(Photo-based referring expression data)
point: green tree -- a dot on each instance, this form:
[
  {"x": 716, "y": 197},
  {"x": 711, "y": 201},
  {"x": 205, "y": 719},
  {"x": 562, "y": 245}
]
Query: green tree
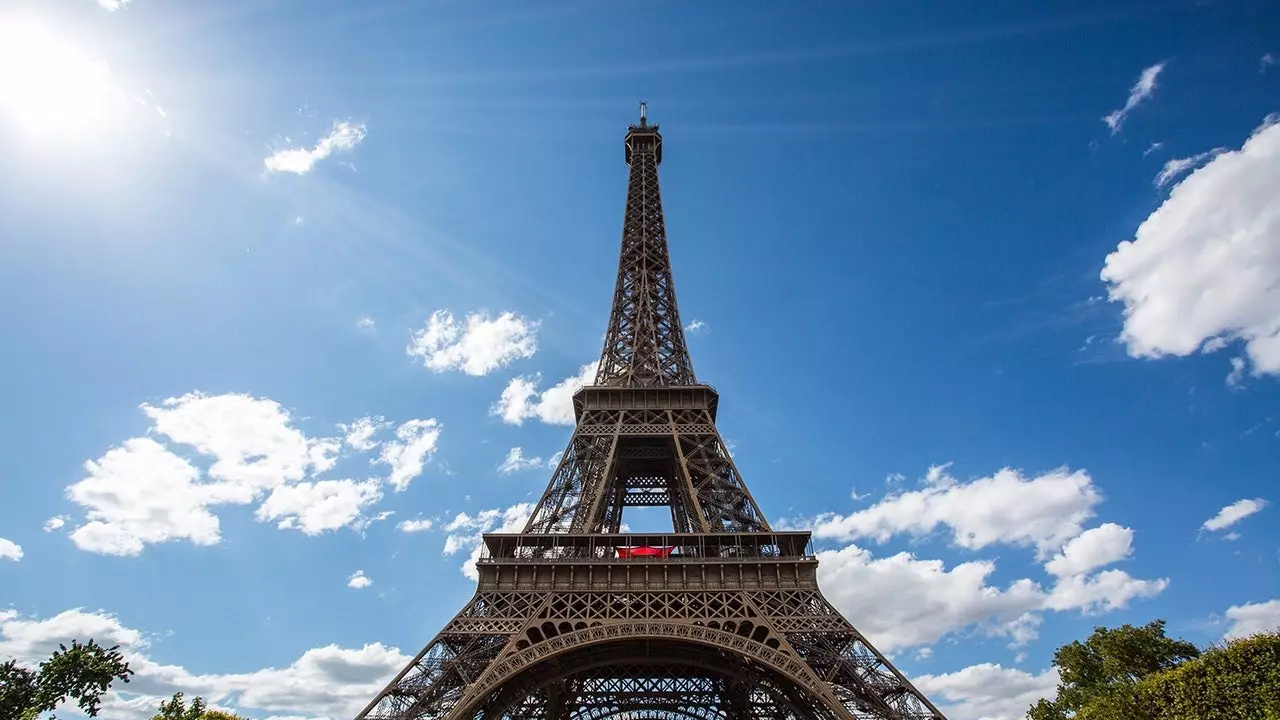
[
  {"x": 1239, "y": 680},
  {"x": 1098, "y": 675},
  {"x": 176, "y": 709},
  {"x": 82, "y": 671}
]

- **ACTIVITY**:
Your response must reproduce every line of the data exactly, with images omitted.

- **TASK ANSWER**:
point: green tree -- a dot on each instance, this form:
[
  {"x": 716, "y": 197},
  {"x": 711, "y": 201},
  {"x": 205, "y": 719},
  {"x": 562, "y": 245}
]
Query: green tree
[
  {"x": 1239, "y": 680},
  {"x": 1098, "y": 675},
  {"x": 176, "y": 709},
  {"x": 82, "y": 671}
]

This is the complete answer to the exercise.